> _Material supplied_
──────────
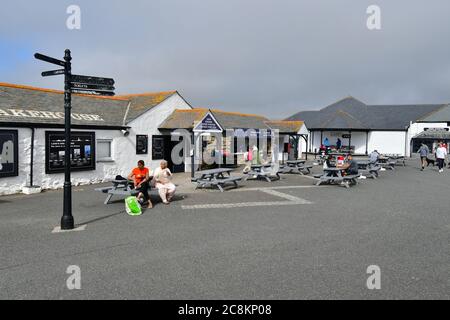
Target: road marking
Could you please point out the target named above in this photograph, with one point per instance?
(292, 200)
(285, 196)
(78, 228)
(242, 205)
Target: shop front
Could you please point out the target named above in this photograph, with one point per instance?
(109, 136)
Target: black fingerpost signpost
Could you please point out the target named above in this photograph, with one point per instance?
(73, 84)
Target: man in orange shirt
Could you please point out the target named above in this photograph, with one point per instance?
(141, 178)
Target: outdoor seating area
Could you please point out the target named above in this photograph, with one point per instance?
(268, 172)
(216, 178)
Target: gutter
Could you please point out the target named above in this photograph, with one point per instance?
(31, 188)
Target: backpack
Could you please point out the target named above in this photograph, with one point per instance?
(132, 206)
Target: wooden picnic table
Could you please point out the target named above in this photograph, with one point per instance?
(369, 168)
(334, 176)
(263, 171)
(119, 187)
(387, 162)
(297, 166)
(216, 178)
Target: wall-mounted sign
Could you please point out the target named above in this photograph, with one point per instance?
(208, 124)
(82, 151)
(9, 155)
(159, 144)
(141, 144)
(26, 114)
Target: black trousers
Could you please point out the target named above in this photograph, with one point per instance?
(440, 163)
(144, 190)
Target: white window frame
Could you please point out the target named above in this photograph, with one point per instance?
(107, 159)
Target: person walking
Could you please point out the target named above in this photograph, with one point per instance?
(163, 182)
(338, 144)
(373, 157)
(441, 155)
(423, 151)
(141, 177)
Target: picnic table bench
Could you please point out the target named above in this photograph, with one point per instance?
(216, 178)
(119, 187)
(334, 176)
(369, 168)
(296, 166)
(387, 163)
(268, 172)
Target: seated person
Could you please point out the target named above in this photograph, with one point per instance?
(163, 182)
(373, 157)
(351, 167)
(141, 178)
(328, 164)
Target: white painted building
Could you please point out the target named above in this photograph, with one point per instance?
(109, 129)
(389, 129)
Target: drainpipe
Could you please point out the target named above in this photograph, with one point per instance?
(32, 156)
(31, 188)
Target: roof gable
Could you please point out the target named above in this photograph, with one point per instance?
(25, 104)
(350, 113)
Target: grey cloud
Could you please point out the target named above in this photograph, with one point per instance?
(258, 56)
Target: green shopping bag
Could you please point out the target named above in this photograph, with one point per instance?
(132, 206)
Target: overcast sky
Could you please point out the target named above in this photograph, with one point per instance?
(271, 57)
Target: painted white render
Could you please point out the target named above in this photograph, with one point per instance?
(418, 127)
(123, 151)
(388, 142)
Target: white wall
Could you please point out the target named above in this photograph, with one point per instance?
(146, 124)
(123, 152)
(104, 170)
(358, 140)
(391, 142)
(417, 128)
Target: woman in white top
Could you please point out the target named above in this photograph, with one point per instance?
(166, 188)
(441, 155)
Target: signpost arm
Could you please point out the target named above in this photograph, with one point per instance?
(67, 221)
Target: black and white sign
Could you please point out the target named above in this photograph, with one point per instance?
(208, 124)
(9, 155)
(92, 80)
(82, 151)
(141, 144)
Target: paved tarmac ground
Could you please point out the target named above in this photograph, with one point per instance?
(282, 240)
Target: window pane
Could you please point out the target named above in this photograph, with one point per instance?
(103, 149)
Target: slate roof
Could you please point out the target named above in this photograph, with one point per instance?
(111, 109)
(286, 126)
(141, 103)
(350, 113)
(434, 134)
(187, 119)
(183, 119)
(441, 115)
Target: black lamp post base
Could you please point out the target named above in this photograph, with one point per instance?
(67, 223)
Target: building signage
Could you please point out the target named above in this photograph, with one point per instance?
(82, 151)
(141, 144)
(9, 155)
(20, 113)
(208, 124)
──────────
> _Directions for this task_
Transcribe, from the records above, the first line and every line after it up to and including the line with "Target: outdoor seating area"; omit pictures.

> _Your solution_
Target: road marking
Could you please point out the target named above in this photograph, with one point per instance?
(292, 200)
(285, 196)
(78, 228)
(242, 205)
Target: shop front
Could you please point out the target named above in this photograph, with one point per instance?
(109, 136)
Target: black fingerpost signpost
Could you please point out the target named above in this photograph, with one point per instance?
(73, 84)
Target: man in orange shirt
Could you please point out the target named above in this photograph, with one point per instance?
(141, 178)
Target: outdoor seating area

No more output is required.